Directions: Return the lines of the listing below without any changes, starting at the line that contains "Task: annotation of the pointed arch." and ending at the final line of the listing, with both of those lines included.

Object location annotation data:

— start —

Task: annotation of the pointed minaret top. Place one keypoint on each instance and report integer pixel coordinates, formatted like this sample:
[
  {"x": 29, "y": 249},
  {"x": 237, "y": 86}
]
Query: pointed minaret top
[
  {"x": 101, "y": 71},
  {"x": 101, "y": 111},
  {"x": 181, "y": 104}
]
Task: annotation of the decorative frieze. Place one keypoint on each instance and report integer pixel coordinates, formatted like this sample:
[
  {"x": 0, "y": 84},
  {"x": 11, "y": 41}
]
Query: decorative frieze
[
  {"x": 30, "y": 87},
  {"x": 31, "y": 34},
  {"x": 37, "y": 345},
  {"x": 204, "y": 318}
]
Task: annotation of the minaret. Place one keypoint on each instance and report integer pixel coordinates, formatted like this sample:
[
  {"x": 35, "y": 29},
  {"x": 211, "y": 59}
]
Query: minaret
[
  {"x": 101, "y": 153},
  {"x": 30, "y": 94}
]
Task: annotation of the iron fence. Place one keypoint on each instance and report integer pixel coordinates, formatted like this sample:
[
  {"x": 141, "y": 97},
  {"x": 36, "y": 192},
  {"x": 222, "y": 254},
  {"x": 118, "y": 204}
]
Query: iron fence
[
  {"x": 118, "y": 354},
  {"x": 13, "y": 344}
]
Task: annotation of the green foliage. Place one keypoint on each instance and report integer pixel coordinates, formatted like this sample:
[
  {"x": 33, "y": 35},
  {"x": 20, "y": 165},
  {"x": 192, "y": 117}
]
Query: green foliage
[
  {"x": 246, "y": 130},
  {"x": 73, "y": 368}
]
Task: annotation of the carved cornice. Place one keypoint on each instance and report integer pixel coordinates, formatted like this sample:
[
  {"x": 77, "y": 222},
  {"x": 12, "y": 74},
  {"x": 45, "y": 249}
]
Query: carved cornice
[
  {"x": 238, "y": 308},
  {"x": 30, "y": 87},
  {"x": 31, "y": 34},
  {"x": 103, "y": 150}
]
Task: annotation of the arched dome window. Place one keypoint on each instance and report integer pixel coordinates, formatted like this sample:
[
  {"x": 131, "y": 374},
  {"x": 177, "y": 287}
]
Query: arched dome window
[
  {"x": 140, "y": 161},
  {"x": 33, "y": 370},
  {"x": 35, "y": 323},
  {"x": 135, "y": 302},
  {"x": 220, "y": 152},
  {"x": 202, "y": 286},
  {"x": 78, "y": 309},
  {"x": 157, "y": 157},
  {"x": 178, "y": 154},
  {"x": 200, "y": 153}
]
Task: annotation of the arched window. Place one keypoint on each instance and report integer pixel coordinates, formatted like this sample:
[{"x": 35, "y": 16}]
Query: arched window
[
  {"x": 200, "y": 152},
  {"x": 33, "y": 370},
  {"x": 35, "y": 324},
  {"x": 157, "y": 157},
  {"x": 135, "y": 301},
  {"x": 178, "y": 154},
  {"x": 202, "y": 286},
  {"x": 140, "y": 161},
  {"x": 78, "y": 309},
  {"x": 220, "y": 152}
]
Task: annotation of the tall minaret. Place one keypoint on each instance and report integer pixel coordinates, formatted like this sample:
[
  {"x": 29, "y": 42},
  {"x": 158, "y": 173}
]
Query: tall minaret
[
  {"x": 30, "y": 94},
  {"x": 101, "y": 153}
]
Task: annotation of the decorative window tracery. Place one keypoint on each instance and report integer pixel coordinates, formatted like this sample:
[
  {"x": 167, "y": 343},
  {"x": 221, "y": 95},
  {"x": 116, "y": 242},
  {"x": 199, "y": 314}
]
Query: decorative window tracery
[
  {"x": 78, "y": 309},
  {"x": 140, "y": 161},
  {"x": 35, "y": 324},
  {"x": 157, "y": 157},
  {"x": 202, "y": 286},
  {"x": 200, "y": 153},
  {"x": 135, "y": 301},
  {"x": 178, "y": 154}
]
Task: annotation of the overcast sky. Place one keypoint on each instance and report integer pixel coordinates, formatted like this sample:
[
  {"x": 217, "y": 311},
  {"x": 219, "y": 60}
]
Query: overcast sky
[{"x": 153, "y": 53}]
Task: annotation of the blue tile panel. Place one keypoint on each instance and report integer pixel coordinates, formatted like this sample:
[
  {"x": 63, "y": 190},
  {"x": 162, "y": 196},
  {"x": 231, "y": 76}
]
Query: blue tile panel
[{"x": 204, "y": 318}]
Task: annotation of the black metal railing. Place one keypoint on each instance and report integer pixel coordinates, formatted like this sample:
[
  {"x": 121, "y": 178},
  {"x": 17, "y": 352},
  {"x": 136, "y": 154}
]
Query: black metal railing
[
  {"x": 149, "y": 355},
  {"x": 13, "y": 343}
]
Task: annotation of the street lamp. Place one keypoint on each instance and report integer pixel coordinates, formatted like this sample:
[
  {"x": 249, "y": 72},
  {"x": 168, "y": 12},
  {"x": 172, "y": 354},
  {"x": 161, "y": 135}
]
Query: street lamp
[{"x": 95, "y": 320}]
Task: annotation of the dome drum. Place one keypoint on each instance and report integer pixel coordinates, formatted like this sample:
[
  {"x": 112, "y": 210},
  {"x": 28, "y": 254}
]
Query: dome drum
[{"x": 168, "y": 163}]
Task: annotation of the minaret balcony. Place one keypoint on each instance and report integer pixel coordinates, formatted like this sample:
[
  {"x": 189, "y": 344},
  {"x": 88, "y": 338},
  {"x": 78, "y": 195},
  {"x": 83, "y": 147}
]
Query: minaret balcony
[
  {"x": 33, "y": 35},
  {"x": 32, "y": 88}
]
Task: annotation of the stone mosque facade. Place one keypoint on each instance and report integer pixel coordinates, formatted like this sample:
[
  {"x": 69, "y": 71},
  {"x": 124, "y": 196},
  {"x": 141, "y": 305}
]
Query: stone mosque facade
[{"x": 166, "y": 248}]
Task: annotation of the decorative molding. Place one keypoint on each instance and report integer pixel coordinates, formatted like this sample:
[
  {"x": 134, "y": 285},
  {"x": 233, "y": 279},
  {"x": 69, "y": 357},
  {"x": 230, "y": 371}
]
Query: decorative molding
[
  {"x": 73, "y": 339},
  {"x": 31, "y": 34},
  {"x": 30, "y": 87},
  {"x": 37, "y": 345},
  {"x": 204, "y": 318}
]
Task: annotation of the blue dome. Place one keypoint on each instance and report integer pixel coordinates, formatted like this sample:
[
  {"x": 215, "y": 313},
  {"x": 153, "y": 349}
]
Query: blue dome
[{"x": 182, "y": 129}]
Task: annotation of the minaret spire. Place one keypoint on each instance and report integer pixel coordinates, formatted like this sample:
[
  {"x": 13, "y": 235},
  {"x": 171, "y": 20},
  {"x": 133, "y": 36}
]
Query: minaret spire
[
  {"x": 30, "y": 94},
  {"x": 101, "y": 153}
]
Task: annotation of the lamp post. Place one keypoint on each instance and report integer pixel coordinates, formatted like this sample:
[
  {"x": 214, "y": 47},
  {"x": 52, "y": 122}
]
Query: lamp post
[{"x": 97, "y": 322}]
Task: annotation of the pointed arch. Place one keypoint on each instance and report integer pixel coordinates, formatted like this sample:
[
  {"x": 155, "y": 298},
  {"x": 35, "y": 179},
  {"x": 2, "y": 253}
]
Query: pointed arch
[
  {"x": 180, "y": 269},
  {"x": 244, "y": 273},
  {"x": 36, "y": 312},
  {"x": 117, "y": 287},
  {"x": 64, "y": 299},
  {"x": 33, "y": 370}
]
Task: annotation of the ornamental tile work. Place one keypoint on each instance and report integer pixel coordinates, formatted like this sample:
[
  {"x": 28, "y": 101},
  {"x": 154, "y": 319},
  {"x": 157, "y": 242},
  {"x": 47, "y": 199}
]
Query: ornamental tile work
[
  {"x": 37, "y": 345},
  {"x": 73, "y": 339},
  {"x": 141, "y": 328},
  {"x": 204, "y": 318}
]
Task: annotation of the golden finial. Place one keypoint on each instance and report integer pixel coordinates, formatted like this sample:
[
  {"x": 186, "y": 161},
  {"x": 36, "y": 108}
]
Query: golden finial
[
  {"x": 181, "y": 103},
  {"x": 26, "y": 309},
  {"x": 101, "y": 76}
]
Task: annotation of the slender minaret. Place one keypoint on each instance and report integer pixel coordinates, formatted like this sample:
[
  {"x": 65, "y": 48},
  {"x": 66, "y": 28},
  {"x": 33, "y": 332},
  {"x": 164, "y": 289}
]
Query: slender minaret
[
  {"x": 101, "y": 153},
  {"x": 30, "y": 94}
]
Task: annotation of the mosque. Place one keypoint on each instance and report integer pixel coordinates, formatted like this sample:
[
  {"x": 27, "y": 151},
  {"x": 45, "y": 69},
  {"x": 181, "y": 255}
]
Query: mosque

— end —

Complete answer:
Task: annotation of the pointed arch. Place one keypoint on each instance and report integer pixel coordinates, formatted like this sample:
[
  {"x": 155, "y": 298},
  {"x": 35, "y": 179},
  {"x": 2, "y": 253}
]
Query: pointed arch
[
  {"x": 180, "y": 269},
  {"x": 244, "y": 273},
  {"x": 36, "y": 312},
  {"x": 117, "y": 287},
  {"x": 64, "y": 299},
  {"x": 33, "y": 370}
]
Task: annotation of the ornamental tile work. Place one keypoint on each instance and report integer pixel coordinates, formatted like this sample:
[
  {"x": 28, "y": 101},
  {"x": 154, "y": 319},
  {"x": 157, "y": 242},
  {"x": 47, "y": 199}
]
Query: ornamental tile work
[
  {"x": 37, "y": 345},
  {"x": 73, "y": 339},
  {"x": 141, "y": 328},
  {"x": 204, "y": 318}
]
Task: annotation of the golden finial. Place one keypoint on each instance and report integer pixel coordinates, formatted like this sample:
[
  {"x": 186, "y": 161},
  {"x": 36, "y": 108}
]
Query: golden finial
[
  {"x": 181, "y": 103},
  {"x": 26, "y": 309},
  {"x": 101, "y": 76}
]
Task: annotation of the slender minaret. Place one keypoint on each instance and report integer pixel coordinates, formatted like this sample:
[
  {"x": 65, "y": 48},
  {"x": 66, "y": 28},
  {"x": 33, "y": 332},
  {"x": 164, "y": 289}
]
Query: slender minaret
[
  {"x": 101, "y": 153},
  {"x": 30, "y": 94}
]
Task: annotation of the mosque. Place one keypoint on each instance and report integer pixel coordinates, formatted like this sample:
[
  {"x": 27, "y": 151},
  {"x": 45, "y": 69},
  {"x": 181, "y": 255}
]
Query: mosque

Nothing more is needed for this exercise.